Task goal » Continue the court transcript below on the Anchor Thread Co. water pollution suit, starting after its last sentence.

15 ELR 20964 | Environmental Law Reporter | copyright © 1985 | All rights reserved
Student Public Interest Research Group of New Jersey v. Anchor Thread Co.No. 84-320 (D.N.J. October 1, 1984)
In a citizen enforcement suit, the court holds that defendant has raised no valid defense against liability for violations of the Federal Water Pollution Control Act. After reviewing the framework of the Act and plaintiffs' allegations, the court holds first that plaintiffs have standing. It rejects defendant's argument that plaintiffs must show a special interest in the creek into which defendant discharges. Plaintiffs' allegations that some of their members live and recreate in the area and suffer health, economic, recreational, aesthetic, and environmental harm is sufficient. The court next holds that the creek in question is a navigable water under the Act, relying on the state's categorization of the creek in its reports to the Environmental Protection Agency. It alternatively holds that because defendant did not raise the navigability issue when it sought its discharge permit, it is estopped from raising the issue now. Defendant cannot claim refuge in the Act's §§ 301(i)(2) and 309(a)(6) exemption provisions, for though it may qualify for an exemption, it has not applied for one nor has one been granted. Neither can defendant claim that it has a waiver of some sort from enforcement officials. Defendant has failed to prove that a waiver was given, and even if the government had waived enforcement, that would not bind citizens wishing to bring suit. The court holds that the suit may seek redress for past violations and that no statute of limitations applies. Further, defendants have failed to raise a genuine issue about the accuracy of their discharge monitoring reports (DMRs), on which plaintiffs rely to establish violations.
Counsel for Plaintiffs
Bruce J. Terris
1121 12th St. NW, Washington DC 20005
Counsel for Defendant
Stephen W. Miller, Douglas Smilie
Clark, Ladner, Fortenbaugh & Young
32nd Fl., 1818 Market St., Philadelphia PA 19103
[15 ELR 20964]
Full Text of Transcript of Proceedings
The case at bar arises out of a complaint filed by Student Public Interest Research Group of New Jersey and Friends of the Earth on or about January 24, 1984, alleging that defendant, Anchor Thread Co., repeatedly violated the terms and conditions of its National Pollution Discharge Elimination System/New Jersey Pollution Discharge Elimination System (NPDES/NJPDES) permit number NJ 0004821 in violation of Section 301(a) of the Federal Water Pollution Control Act hereinafter occasionally referred to as the Act, as amended, 33 U.S.C. Section 1365. Plaintiffs seek declaratory judgment, injunctive relief, the imposition of civil penalties and the award of costs, including attorney's fees and expert witness fees for the defendant's alleged repeated violations of the NPDES/NJPDES permit. Jurisdiction is based on Section 505(a) of the Act.

Data listing »
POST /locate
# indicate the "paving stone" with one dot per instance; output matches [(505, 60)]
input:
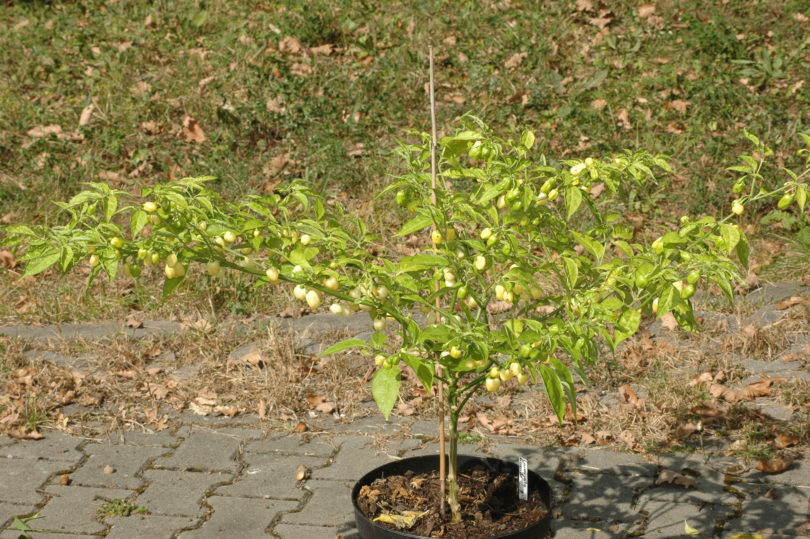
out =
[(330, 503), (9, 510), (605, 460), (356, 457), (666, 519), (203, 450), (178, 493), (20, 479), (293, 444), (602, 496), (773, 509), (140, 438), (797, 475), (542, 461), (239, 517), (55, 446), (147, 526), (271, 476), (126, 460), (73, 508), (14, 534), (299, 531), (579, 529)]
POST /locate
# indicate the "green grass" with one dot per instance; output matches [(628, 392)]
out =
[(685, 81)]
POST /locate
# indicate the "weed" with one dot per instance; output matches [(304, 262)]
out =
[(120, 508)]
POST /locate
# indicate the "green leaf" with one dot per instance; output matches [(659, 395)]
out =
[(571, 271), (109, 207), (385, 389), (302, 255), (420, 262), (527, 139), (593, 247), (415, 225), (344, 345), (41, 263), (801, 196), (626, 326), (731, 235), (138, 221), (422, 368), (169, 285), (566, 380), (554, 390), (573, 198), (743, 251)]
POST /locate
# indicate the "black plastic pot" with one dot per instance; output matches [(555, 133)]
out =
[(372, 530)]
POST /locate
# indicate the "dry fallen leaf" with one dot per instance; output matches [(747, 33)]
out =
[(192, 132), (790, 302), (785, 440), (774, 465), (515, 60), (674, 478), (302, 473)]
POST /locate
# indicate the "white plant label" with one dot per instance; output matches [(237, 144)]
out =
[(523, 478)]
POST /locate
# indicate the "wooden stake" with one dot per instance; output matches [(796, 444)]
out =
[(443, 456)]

Response to the task »
The present motion seeks partial summary judgment, asserting that defendant violated Sections 301 and 402 of the Act. Defendant's motions do not include the other remedies asserted in the complaint. If summary judgment is granted, plaintiffs will subsequently request a hearing related to the appropriate relief.
The facts as to which there is no genuine dispute are as follows. Defendant operates a facility for the dying of thread, located in Groveville, Mercer County, New Jersey. On April 26, 1976, the Environmental Protection Agency's Regional Administrator, pursuant to Section 402 of the Act, 33 U.S.C. Section 1342, issued a National Pollution Discharge Elimination System Permit (NPDES), authorizing defendant to discharge limited quantities of pollutants [15 ELR 20965] into Crosswicks Creek. The permit provided for effluent limitations, effective May 31, 1976, until 60 days after the availability of a Sewage Treatment Plant, or May 31, 1981, whichever was earlier. Defendant, according to the permit, was required to contract with a sewage treatment plant by December 28, 1976. A New Jersey Pollutant Discharge Elimination System (NJPDES) permit was also issued to defendant on March 6, 1981, upon implementation of the New Jersey Water Pollution Control Act. NJSA 58:10A-1, et seq., authorizing defendant effluent discharge in accordance with the NPDES permit and state regulations.
Although defendant's NPDES/NJPDES permits expired on May 31, 1981, the permit remained in effect by operation of law until a new permit could be issued or until defendants connect into a sewage treatment plant. 40 CFR 122.6, NJAC 7.14A-2.3.
A brief reference to the statutory history, as I contemplate it, is in order at this time.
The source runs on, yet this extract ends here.